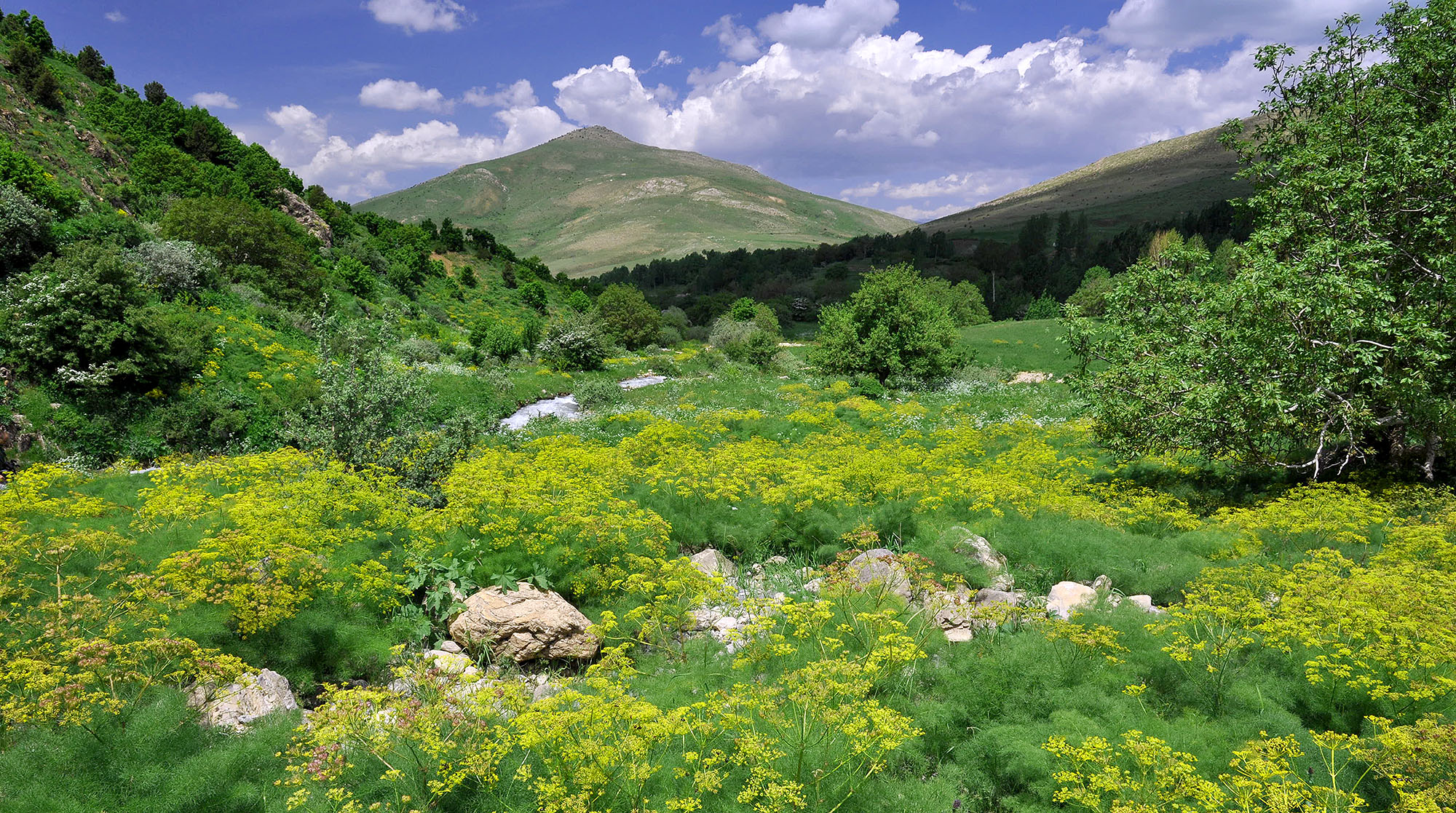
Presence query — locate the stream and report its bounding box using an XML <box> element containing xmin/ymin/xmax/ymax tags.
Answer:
<box><xmin>501</xmin><ymin>376</ymin><xmax>667</xmax><ymax>432</ymax></box>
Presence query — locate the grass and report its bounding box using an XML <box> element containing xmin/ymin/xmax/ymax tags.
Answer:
<box><xmin>357</xmin><ymin>127</ymin><xmax>913</xmax><ymax>277</ymax></box>
<box><xmin>961</xmin><ymin>319</ymin><xmax>1076</xmax><ymax>377</ymax></box>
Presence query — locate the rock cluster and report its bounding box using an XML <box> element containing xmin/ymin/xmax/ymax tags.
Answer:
<box><xmin>278</xmin><ymin>188</ymin><xmax>333</xmax><ymax>247</ymax></box>
<box><xmin>186</xmin><ymin>669</ymin><xmax>298</xmax><ymax>731</ymax></box>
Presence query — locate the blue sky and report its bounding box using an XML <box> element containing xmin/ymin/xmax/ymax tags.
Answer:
<box><xmin>23</xmin><ymin>0</ymin><xmax>1383</xmax><ymax>220</ymax></box>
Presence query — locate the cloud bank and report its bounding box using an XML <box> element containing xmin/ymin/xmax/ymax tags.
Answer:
<box><xmin>269</xmin><ymin>0</ymin><xmax>1383</xmax><ymax>210</ymax></box>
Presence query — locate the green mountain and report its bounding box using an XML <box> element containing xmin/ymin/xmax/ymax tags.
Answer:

++++++++

From the line with "Presence query — locate the rock" up to and including the last line of the records, swap "green mountain" for "green hill" and give those lines again with nothing else changed.

▶ Response below:
Presence query — locate the rock cluster and report its bounding box using an XML <box> element containing xmin/ymin/xmax/ymax tags.
Answer:
<box><xmin>278</xmin><ymin>188</ymin><xmax>333</xmax><ymax>247</ymax></box>
<box><xmin>186</xmin><ymin>669</ymin><xmax>298</xmax><ymax>731</ymax></box>
Presence query — locate the blue sky and report its bounding box using an XML <box> element containing xmin/ymin/xmax/ymax tags.
Answer:
<box><xmin>23</xmin><ymin>0</ymin><xmax>1383</xmax><ymax>220</ymax></box>
Presence query — locate the cloud bank and report its bounding box using an XML <box> element containing xmin/ymin/xmax/ymax tags.
Answer:
<box><xmin>269</xmin><ymin>0</ymin><xmax>1383</xmax><ymax>210</ymax></box>
Presence query — locate the green hill and report its bounding box using an XML <box> element containing xmin/ymin/xmax/ymax tags.
Answer:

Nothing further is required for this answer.